→ PAGE EXCERPT:
If you’re not into gaudy key rings or personalized chopsticks, there’s a rather unusual way to trace your travels through Japan, and it’s called a goshuincho.
Translated to mean “The Honourable Red Stamp Notebook”, you may have seen goshuincho clutched in the arms of visitors to shrines or displayed carefully at the counters of temples. These small, unassuming notebooks have a long history and are unique by design, making them the perfect souvenir of your trip.
With concertina pages opening to form a scroll covered in bright vermilion stamps and elaborate calligraphy, the simple covers hide a beautiful secret you can add to on each trip. Whether you’re backpacking and have limited space, or enjoy a more traditional reminder of your travels, this is an ideal way to take a part of Japan home with you.
Japan stamp books: The history and culture
Originally believed to have been a way of recording receipts for monetary donations or copies of sutra given to temples and shrines, the books are also thought to have been a way of proving your travel was of a religious nature during strict travel restrictions centuries ago. Most likely a combination of the two, the books have become a way of tracing pilgrimages for Japanese people, whether official (such as the Shikoku 88 Temple Pilgrimage) or more informal travel between sites. For those on the Shikoku 88 Temple Pilgrimage, some still use white robes, which they have stamped and signed along the way, in place of books.

→ GIVEN ENTRIES:
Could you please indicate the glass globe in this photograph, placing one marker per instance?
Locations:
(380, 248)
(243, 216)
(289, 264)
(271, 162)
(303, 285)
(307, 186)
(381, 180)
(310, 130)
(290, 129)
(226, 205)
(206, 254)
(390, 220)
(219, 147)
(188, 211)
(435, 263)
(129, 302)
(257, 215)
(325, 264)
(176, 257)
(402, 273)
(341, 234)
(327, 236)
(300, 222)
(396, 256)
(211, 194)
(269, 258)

→ WHAT YOU NEED TO DO:
[1] According to the goshuincho passage, what does the word "goshuincho" translate to?
[2] Render this sentence from the goshuincho passage in Spanish: "These small, unassuming notebooks have a long history and are unique by design, making them the perfect souvenir of your trip."
[3] Output the portion of the goshuincho passage starting at "If you’re not" and ending at "called a goshuincho.", word for word.

→ TASK ANSWERS:
[1] "The Honourable Red Stamp Notebook"

[2] Estos cuadernos pequeños y modestos tienen una larga historia y son únicos por su diseño, lo que los convierte en el recuerdo perfecto de su viaje.

[3]
If you’re not into gaudy key rings or personalized chopsticks, there’s a rather unusual way to trace your travels through Japan, and it’s called a goshuincho.